───── Given records ─────

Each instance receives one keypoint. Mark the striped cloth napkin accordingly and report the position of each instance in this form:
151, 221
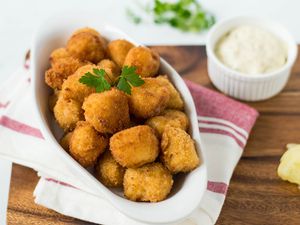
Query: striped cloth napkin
224, 124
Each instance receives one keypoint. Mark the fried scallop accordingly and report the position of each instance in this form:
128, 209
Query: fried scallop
169, 117
112, 70
86, 144
86, 46
175, 101
118, 49
67, 113
144, 59
61, 69
73, 89
149, 99
178, 150
93, 32
109, 172
65, 141
108, 111
53, 99
151, 182
134, 146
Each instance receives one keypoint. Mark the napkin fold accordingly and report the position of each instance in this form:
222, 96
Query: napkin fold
224, 125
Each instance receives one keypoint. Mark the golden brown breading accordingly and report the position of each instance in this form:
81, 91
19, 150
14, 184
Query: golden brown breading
111, 69
65, 141
144, 59
67, 113
135, 146
108, 111
73, 89
168, 117
109, 172
118, 49
86, 46
61, 69
86, 144
53, 99
148, 100
178, 150
175, 101
151, 182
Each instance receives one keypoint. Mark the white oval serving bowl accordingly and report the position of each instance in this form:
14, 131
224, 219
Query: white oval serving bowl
244, 86
188, 189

─────

Task statement:
Rewrite the listing above so that "keypoint" becomes "marker" wherever it occurs, with nothing else changed. Leave the picture out of your answer.

Solution for this exercise:
Each instance receives one marker. Mark the striped cloth napkin accordingly and report the position of each instance in this form:
151, 221
Query: striped cloth napkin
224, 124
Each instance receives one marker. Mark the fried scallop accordingly and report the position of each instance in this form:
128, 209
Query: fried scallop
169, 117
112, 70
86, 144
86, 46
175, 101
118, 49
67, 113
144, 59
61, 69
73, 89
149, 99
178, 150
93, 32
109, 172
65, 141
108, 111
53, 99
151, 182
134, 146
Each instance receives one marker. Mark the napkin fold accordingly and report the position of each instance in this form:
222, 96
Query: napkin fold
224, 125
Each instance receives one marker. Mark the golden brown breading accordingly and report the position of each instance in this form:
81, 91
19, 150
14, 184
Query: golden brown breading
111, 69
65, 141
144, 59
67, 113
135, 146
108, 111
73, 89
168, 117
109, 172
118, 49
86, 46
61, 69
86, 144
53, 99
148, 100
178, 150
175, 101
151, 182
Each instance receives one marker. Mark the white oval serving bowl accordingly and report the position of each instance in this form:
14, 131
224, 219
Query: white oval serving bowl
244, 86
188, 189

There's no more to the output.